YOUR GOAL => Extract every line of the listing below that contains the word "shall". Treat uppercase and lowercase as different.

DATA IN THIS EXERCISE =>
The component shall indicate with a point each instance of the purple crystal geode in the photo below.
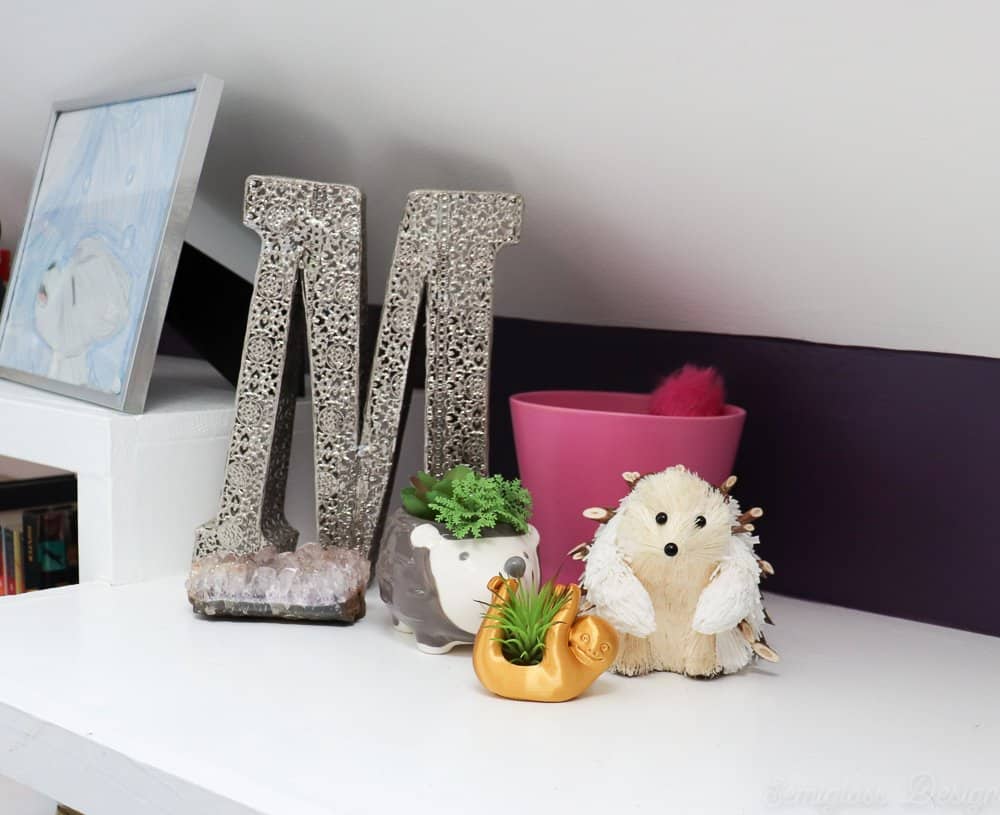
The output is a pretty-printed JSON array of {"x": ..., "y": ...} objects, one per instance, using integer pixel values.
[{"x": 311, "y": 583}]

==

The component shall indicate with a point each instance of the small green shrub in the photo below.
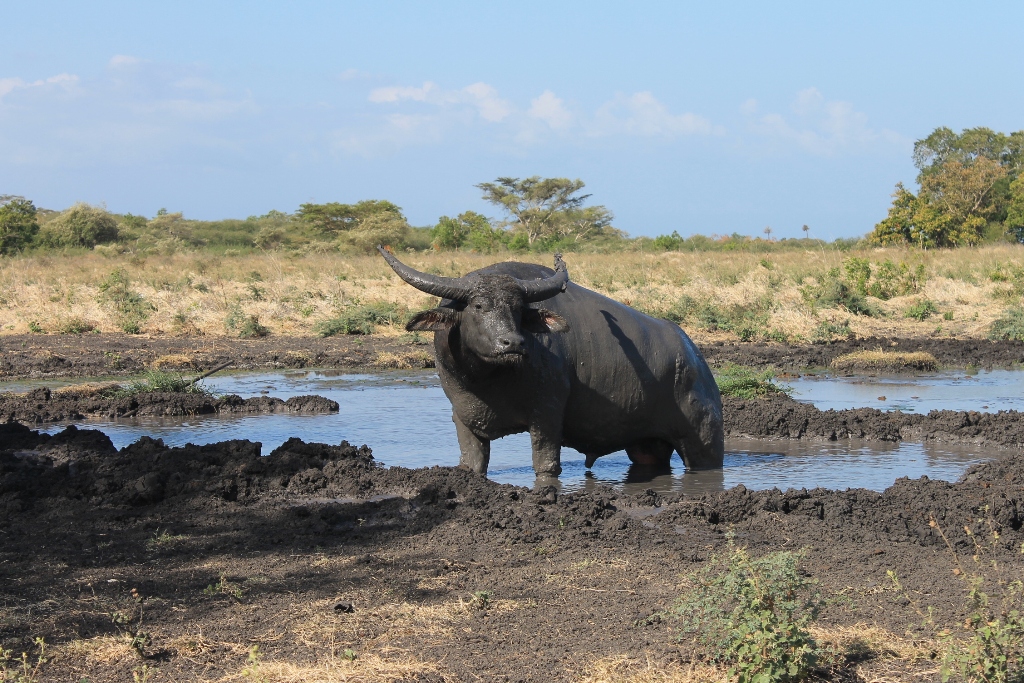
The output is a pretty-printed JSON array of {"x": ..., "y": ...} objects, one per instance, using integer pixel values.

WRITTEN SOLUTION =>
The component shall indicate with a point each instance of the purple crystal geode in the photo below.
The component shall indicate with a point each instance of the small green shrub in the photo below.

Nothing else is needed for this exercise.